● DIRECTIONS FOR THIS TASK
Write out the listing below again, precisely as it is given.

● DATA FOR THIS EXERCISE
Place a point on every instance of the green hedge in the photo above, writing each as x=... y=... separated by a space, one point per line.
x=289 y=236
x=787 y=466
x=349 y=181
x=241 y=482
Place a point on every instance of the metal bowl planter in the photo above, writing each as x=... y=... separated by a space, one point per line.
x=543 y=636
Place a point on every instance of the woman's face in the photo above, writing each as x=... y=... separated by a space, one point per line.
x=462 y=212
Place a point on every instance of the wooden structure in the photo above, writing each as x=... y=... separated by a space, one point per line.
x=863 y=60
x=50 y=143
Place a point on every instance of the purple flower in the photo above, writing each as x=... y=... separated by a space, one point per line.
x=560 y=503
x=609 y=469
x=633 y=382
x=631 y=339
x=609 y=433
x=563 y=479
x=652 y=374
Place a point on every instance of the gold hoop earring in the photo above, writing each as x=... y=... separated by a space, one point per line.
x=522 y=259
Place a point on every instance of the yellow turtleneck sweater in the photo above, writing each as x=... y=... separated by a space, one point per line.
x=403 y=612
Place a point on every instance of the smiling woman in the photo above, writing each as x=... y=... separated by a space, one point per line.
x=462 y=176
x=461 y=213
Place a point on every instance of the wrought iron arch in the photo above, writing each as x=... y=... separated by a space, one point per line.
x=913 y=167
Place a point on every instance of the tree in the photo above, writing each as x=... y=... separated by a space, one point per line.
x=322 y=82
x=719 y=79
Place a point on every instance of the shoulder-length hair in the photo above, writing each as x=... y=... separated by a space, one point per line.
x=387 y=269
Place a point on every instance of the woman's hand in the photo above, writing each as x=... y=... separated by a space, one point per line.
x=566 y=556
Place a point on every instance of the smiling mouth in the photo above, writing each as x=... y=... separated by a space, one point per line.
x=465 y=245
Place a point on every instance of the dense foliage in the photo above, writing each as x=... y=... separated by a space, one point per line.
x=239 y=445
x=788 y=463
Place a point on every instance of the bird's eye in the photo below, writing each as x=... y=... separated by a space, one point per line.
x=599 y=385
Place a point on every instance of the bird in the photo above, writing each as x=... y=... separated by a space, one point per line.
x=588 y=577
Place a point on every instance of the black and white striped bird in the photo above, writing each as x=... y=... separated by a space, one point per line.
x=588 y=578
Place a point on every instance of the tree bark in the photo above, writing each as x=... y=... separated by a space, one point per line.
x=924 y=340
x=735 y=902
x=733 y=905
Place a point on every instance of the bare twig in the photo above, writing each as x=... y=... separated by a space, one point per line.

● SOLVED EXERCISE
Place a point on every instance of the green hedge in the photo above, writing each as x=... y=... separated by a space, one point per line.
x=289 y=236
x=787 y=466
x=349 y=181
x=241 y=482
Place a point on every instance of the metal bowl planter in the photo above, writing each as x=... y=... separated by a space, one point per line.
x=543 y=636
Place a point on every instance of the woman's face in the photo above, writing each as x=... y=... separated by a space, one point per line.
x=462 y=212
Place a point on every instance of the wooden structure in the photo above, writing each as x=... y=... separated by a space, one point per line.
x=863 y=60
x=50 y=143
Place a point on every instance of the purple flower in the photo above, writing each as x=... y=... separated by a space, one point per line.
x=560 y=503
x=609 y=469
x=633 y=382
x=631 y=339
x=609 y=433
x=563 y=479
x=652 y=374
Place a point on every instance of the gold hoop earring in the photo above, writing each as x=... y=... separated by a space, one point per line.
x=522 y=259
Place a point on every instance of the yellow turtleneck sweater in the photo above, writing each as x=... y=... separated by a space, one point per line.
x=403 y=612
Place a point on every instance of the smiling woman in the photo above, writing each as x=... y=... separated by a space, one point per line.
x=462 y=176
x=461 y=213
Place a point on every instance of the wrought iron arch in the photo above, writing each as x=... y=... separated by a space, one point per line.
x=913 y=167
Place a point on every instance of the tree in the photo above, writing each as x=... y=... separated by a space, one point per line.
x=322 y=82
x=719 y=79
Place a point on every instance of the shoulder-length hair in the photo above, writing each as x=... y=... separated by a space, one point per line.
x=387 y=269
Place a point on every instance of the woman's hand in the photo above, writing each as x=... y=... separated by a space, one point per line.
x=566 y=556
Place a point on every instance of the smiling mouth in the photo above, writing each as x=... y=... separated by a space, one point per line.
x=465 y=245
Place a point on every instance of the dense foliage in the photo above, writing each as x=... y=... separated by a space, one point per line.
x=239 y=445
x=788 y=463
Place a point on every instance of the bird's eye in the photo below, writing each as x=... y=... separated by a space, one point per line.
x=599 y=385
Place a point on every instance of the bird in the photo above, writing each as x=... y=... separated by a space, one point per line.
x=588 y=577
Place a point on every instance of the black and white striped bird in the photo above, writing each as x=... y=... separated by a space, one point per line.
x=588 y=578
Place a point on every instance of the tree bark in the photo above, writing each as x=... y=... separated by a space, one point per line.
x=924 y=340
x=735 y=902
x=733 y=905
Place a point on every instance of the bare twig in the photo above, writing each as x=... y=... separated by a space, one point per line.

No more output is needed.